**DATA FOR PROCESSING**
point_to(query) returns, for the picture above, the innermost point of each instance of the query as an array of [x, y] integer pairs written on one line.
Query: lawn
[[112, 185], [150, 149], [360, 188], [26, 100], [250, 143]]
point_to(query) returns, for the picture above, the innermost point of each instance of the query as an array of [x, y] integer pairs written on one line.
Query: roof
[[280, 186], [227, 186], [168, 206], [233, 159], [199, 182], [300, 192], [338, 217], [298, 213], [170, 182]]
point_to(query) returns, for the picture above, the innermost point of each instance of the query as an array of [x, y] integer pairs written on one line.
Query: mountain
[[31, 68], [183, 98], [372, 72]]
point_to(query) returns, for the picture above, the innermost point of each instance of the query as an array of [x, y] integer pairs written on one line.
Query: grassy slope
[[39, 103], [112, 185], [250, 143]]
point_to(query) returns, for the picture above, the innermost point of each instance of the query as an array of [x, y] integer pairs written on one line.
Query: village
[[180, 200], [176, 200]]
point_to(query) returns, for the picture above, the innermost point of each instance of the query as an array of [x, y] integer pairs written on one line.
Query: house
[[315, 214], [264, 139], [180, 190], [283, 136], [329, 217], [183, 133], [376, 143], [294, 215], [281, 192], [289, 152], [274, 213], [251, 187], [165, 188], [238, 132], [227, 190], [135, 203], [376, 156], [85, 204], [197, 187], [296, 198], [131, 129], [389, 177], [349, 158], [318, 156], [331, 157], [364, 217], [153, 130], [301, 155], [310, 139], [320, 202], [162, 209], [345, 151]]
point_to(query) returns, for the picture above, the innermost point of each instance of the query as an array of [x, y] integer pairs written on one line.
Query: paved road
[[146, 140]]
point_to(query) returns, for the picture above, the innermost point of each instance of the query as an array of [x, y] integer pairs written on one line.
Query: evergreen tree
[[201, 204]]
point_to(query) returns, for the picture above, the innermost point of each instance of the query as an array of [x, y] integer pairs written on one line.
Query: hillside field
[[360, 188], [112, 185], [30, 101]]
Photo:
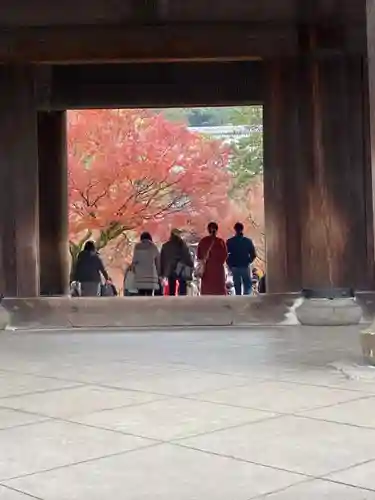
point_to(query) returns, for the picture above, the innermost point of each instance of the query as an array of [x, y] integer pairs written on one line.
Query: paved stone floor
[[235, 414]]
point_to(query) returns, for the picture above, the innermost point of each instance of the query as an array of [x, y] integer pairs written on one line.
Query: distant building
[[228, 133]]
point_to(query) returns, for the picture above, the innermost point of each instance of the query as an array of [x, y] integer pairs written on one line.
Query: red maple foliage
[[133, 170]]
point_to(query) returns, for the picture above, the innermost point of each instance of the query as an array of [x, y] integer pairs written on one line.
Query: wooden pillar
[[318, 207], [281, 172], [19, 226], [53, 177]]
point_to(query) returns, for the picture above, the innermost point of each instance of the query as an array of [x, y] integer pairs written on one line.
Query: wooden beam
[[119, 43], [153, 85]]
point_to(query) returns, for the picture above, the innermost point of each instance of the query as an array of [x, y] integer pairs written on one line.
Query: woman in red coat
[[213, 251]]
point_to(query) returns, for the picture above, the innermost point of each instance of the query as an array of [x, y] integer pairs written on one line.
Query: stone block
[[327, 312], [141, 312], [4, 318], [367, 340]]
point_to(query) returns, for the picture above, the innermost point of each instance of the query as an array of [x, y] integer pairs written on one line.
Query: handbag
[[184, 271], [201, 266], [129, 281]]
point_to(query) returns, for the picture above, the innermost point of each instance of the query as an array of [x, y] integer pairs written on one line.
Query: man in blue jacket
[[241, 254]]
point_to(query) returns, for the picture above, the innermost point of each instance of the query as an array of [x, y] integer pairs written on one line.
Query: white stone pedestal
[[329, 312]]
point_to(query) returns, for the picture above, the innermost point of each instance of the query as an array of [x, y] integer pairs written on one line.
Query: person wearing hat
[[176, 263]]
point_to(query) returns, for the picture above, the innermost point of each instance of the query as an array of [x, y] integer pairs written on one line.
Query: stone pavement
[[224, 414]]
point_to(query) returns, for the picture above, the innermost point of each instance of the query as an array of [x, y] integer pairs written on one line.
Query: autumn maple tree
[[133, 169]]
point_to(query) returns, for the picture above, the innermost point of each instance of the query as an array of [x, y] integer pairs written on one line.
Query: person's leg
[[246, 280], [90, 289], [172, 282], [182, 288], [237, 280]]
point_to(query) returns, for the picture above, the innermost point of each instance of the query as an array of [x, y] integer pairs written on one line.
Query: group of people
[[174, 266]]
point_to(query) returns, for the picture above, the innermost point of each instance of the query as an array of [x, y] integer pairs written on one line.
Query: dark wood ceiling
[[65, 12]]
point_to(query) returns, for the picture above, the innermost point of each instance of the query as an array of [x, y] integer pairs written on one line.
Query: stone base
[[142, 312], [326, 312]]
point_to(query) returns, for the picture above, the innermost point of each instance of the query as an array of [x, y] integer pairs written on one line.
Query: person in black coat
[[89, 270]]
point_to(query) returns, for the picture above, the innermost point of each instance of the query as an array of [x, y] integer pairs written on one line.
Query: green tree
[[247, 160]]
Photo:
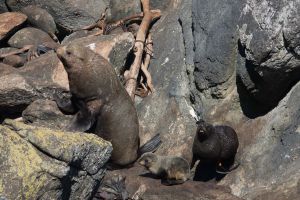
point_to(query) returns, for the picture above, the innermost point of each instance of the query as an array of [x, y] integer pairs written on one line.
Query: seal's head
[[72, 56], [148, 160]]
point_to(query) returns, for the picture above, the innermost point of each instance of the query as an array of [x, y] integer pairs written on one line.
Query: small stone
[[9, 22]]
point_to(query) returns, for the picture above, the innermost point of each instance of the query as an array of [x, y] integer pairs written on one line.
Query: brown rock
[[41, 19], [9, 22], [115, 48], [29, 36]]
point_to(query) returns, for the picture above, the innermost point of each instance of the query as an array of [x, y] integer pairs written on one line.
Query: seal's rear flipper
[[150, 146]]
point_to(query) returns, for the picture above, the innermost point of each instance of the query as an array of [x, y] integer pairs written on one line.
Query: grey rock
[[47, 164], [119, 9], [215, 38], [269, 62], [43, 112], [94, 7], [162, 5], [167, 110], [14, 60], [269, 151], [40, 78], [29, 36], [67, 17], [10, 22]]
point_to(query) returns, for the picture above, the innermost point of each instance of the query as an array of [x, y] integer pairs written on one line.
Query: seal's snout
[[61, 51]]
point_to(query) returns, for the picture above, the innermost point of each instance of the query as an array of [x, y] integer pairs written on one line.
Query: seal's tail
[[150, 146]]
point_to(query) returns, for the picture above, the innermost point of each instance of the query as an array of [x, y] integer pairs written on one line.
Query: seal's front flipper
[[151, 145], [65, 105]]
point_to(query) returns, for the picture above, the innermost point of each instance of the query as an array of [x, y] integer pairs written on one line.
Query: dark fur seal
[[101, 100], [172, 169], [216, 144]]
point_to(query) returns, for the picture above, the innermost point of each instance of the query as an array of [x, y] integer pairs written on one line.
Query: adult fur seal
[[102, 102], [216, 144]]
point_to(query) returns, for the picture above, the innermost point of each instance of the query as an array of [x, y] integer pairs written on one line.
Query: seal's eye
[[68, 52]]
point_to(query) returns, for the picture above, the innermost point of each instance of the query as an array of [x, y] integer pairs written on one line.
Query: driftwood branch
[[145, 65], [131, 83]]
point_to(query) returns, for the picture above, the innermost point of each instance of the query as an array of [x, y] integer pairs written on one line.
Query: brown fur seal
[[172, 169], [101, 100], [216, 144]]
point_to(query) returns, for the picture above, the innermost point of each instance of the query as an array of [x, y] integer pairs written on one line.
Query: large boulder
[[268, 151], [154, 190], [215, 42], [67, 17], [38, 163], [167, 110], [115, 48], [10, 22], [269, 49], [29, 36], [94, 7], [40, 78]]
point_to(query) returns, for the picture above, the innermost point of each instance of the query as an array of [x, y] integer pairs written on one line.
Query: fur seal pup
[[172, 169], [102, 102], [216, 144]]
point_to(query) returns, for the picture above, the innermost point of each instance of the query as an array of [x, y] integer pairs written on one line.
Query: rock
[[40, 18], [3, 7], [167, 110], [37, 79], [94, 7], [120, 9], [29, 36], [215, 39], [14, 60], [39, 163], [10, 22], [76, 35], [66, 17], [270, 141], [46, 113], [115, 48], [155, 190], [162, 5], [269, 63], [7, 50]]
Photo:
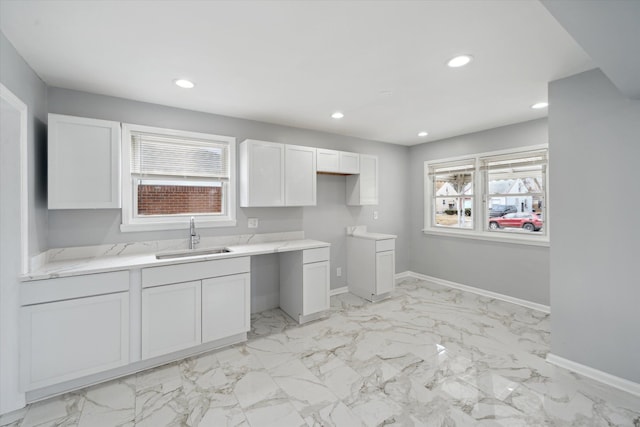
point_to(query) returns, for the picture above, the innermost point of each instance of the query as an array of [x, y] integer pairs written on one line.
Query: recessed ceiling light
[[540, 105], [459, 61], [185, 84]]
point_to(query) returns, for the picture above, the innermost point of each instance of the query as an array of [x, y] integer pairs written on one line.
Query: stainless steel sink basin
[[192, 252]]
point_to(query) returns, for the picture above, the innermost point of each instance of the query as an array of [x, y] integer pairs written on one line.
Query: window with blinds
[[515, 191], [502, 193], [176, 174], [452, 194]]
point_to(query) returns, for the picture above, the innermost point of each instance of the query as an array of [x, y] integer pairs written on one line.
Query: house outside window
[[492, 196], [169, 176]]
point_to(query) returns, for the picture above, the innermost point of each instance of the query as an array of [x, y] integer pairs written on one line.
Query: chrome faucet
[[194, 238]]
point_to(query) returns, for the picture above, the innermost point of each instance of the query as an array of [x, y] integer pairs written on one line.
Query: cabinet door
[[315, 287], [170, 318], [328, 160], [349, 162], [83, 163], [262, 173], [226, 307], [385, 271], [300, 176], [70, 339]]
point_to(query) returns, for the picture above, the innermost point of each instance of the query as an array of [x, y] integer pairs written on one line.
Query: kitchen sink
[[192, 252]]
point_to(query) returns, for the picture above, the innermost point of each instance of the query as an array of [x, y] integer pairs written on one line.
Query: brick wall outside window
[[178, 199]]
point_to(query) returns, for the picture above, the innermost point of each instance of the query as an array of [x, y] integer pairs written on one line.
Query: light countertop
[[74, 267]]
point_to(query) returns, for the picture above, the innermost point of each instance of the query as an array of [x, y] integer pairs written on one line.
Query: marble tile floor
[[427, 356]]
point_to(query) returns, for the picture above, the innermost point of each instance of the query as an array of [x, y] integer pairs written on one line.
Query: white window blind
[[179, 157]]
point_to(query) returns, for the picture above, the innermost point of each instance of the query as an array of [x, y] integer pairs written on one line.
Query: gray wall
[[326, 221], [519, 271], [595, 290], [20, 79]]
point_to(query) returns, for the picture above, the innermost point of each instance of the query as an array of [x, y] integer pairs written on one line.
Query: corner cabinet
[[83, 163], [371, 266], [274, 174], [72, 327], [304, 283], [362, 189]]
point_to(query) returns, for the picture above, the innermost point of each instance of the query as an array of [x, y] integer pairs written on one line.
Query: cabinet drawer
[[315, 255], [385, 245], [63, 288], [166, 274]]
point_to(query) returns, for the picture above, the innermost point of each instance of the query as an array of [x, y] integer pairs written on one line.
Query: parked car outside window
[[523, 220], [499, 210]]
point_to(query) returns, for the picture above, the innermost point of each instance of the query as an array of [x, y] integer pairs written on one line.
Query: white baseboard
[[529, 304], [595, 374], [12, 417], [338, 291]]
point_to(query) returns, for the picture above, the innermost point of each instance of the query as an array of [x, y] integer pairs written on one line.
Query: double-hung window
[[494, 196], [452, 194], [169, 176]]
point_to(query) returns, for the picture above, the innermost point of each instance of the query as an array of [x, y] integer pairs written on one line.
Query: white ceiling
[[293, 63]]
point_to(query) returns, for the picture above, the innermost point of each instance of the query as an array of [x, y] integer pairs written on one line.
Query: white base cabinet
[[170, 318], [64, 340], [371, 267], [305, 284], [226, 306]]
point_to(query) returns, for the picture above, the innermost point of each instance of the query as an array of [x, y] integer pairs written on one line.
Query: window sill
[[492, 237], [161, 226]]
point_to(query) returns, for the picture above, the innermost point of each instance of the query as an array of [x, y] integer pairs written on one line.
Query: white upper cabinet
[[261, 173], [340, 162], [274, 174], [83, 163], [362, 189], [300, 176]]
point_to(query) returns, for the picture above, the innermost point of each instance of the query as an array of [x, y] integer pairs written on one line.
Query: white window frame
[[479, 213], [131, 222]]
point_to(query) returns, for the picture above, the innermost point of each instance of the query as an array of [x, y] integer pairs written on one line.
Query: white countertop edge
[[78, 267], [373, 236]]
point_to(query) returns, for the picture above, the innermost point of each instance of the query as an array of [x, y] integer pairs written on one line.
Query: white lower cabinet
[[171, 318], [178, 316], [371, 266], [305, 283], [226, 306], [69, 339]]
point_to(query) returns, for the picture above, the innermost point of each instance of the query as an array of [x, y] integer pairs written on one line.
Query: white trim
[[529, 304], [11, 397], [503, 237], [338, 291], [403, 275], [24, 176], [595, 374]]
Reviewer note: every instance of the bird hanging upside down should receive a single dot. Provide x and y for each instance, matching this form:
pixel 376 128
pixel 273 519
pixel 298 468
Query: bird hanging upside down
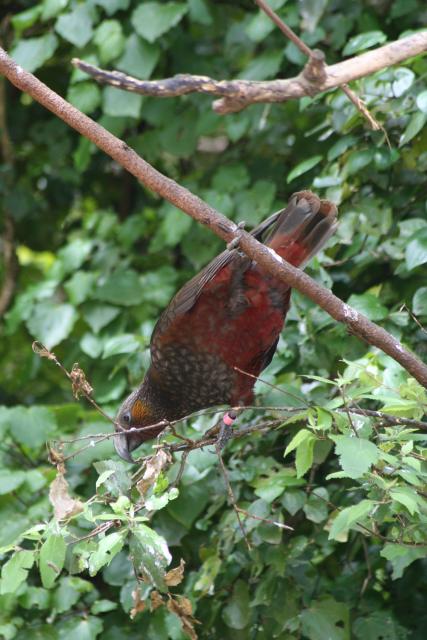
pixel 228 316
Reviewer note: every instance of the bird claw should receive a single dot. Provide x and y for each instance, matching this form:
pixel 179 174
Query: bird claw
pixel 233 244
pixel 226 429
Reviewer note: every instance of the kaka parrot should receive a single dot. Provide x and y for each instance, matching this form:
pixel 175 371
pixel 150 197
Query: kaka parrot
pixel 229 315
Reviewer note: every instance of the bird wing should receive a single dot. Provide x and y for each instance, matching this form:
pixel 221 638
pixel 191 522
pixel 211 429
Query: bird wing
pixel 188 295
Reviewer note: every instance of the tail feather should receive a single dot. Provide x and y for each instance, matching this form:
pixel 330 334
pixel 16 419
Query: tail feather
pixel 303 228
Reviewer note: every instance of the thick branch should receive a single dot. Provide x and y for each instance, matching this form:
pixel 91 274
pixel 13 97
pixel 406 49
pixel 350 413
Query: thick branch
pixel 208 216
pixel 238 94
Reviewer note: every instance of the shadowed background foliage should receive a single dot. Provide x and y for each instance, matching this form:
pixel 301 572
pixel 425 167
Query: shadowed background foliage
pixel 99 258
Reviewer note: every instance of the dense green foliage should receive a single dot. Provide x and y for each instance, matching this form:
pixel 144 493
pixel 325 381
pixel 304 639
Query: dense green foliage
pixel 99 257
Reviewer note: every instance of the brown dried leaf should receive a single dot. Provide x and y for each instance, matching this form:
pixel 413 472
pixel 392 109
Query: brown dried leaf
pixel 181 607
pixel 156 600
pixel 175 576
pixel 63 504
pixel 153 468
pixel 79 383
pixel 138 604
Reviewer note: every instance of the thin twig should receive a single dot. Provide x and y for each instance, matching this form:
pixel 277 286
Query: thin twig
pixel 266 520
pixel 239 94
pixel 232 498
pixel 315 70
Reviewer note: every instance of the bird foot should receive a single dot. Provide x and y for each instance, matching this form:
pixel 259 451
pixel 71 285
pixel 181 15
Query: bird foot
pixel 233 244
pixel 225 430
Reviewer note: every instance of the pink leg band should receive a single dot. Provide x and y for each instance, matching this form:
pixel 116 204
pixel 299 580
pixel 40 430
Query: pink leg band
pixel 228 420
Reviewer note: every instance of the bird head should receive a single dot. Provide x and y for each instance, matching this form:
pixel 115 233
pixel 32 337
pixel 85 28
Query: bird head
pixel 135 413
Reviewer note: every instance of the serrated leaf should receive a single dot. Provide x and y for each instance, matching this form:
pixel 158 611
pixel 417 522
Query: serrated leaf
pixel 406 496
pixel 303 167
pixel 364 41
pixel 401 557
pixel 356 455
pixel 416 250
pixel 150 555
pixel 349 517
pixel 108 547
pixel 15 570
pixel 419 302
pixel 416 123
pixel 52 558
pixel 369 305
pixel 109 39
pixel 76 26
pixel 51 323
pixel 139 57
pixel 153 19
pixel 32 53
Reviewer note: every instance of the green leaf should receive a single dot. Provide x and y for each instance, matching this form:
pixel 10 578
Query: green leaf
pixel 416 123
pixel 25 19
pixel 78 628
pixel 364 41
pixel 112 6
pixel 51 8
pixel 419 302
pixel 349 517
pixel 298 438
pixel 10 480
pixel 326 619
pixel 124 343
pixel 107 548
pixel 316 507
pixel 150 555
pixel 406 496
pixel 69 591
pixel 32 53
pixel 152 19
pixel 15 570
pixel 98 316
pixel 416 250
pixel 303 167
pixel 369 305
pixel 80 286
pixel 33 426
pixel 85 96
pixel 139 58
pixel 118 482
pixel 117 102
pixel 109 39
pixel 358 160
pixel 356 455
pixel 401 557
pixel 422 101
pixel 52 558
pixel 122 287
pixel 237 613
pixel 51 323
pixel 76 26
pixel 263 66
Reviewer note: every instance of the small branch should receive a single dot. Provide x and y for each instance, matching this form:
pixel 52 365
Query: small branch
pixel 7 240
pixel 193 206
pixel 315 70
pixel 235 95
pixel 232 498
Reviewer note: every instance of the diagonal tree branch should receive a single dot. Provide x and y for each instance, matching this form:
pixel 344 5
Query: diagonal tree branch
pixel 235 95
pixel 208 216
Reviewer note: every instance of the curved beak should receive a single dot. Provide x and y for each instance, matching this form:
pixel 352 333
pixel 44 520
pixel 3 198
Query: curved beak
pixel 121 445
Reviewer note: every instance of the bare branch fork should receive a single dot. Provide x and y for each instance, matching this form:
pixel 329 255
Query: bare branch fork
pixel 236 95
pixel 195 207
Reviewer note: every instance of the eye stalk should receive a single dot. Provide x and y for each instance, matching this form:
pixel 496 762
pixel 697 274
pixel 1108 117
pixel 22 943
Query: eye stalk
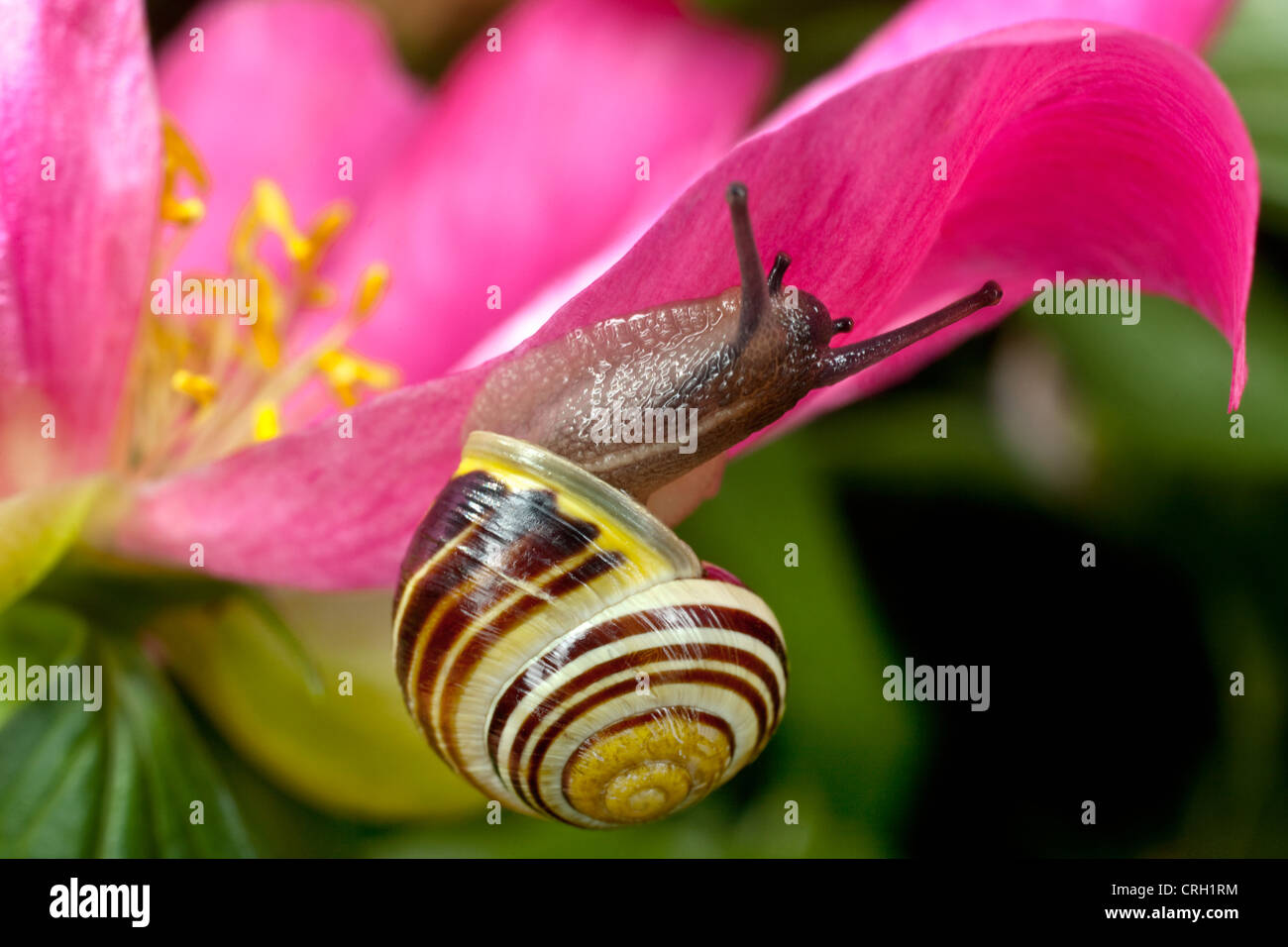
pixel 761 295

**WHAT NEEDS TO BE DONE**
Above are the entries. Copy exactly the part that opens with the line containing "pixel 425 167" and closes with the line containing "pixel 417 522", and no more.

**SOLVED EXERCISE**
pixel 425 167
Query: shadowed background foliage
pixel 99 258
Reviewer note: every instance of the dense green foliage should receive a single dot. Provide x and y for each instance, matching this form:
pixel 144 493
pixel 325 381
pixel 304 639
Query: dense green foliage
pixel 99 257
Reviewer note: every instance of the brown dried leaf should receive a single dot. Provide x and y for each instance, matching this form:
pixel 413 472
pixel 392 109
Query: brown dried leaf
pixel 181 607
pixel 156 600
pixel 175 576
pixel 63 504
pixel 153 468
pixel 79 383
pixel 138 604
Reviewer note: every instance of the thin twig should receive a single dot. Provide x and y for each instance, matching this form:
pixel 277 286
Query: thin twig
pixel 266 520
pixel 239 94
pixel 232 498
pixel 315 70
Reviewer note: every instance of the bird foot should receive a single dot. Provide x and y for each instance, matching this form:
pixel 259 451
pixel 71 285
pixel 181 15
Query: bird foot
pixel 233 244
pixel 225 430
Reviewer note: every instance of the pink leg band should receive a single dot. Provide x and y for each instance, matching this form:
pixel 116 204
pixel 299 580
pixel 40 430
Query: pink leg band
pixel 228 420
Reviewer note: every instance of the bird head should receive a single dot. Provide x and y for each instance, matching this form:
pixel 115 233
pixel 32 337
pixel 85 28
Query: bird head
pixel 135 413
Reviewer note: every instance of the serrated leaf should receive a single dot. Provide x and y for each instance, matching this form:
pixel 158 611
pixel 417 522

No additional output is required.